**Directions for this task**
Every entry below is to be copied exactly, with nothing left out.
══ Extracted material ══
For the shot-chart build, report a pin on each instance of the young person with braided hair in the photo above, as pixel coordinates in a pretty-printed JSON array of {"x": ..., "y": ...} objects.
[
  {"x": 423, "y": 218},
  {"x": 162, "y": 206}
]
═══
**Solution for this task**
For the shot-chart build, report a pin on each instance of the young person with braided hair in the photo above, as pixel coordinates in a pretty-printed JSON array of {"x": ..., "y": ...} objects.
[
  {"x": 423, "y": 218},
  {"x": 162, "y": 206}
]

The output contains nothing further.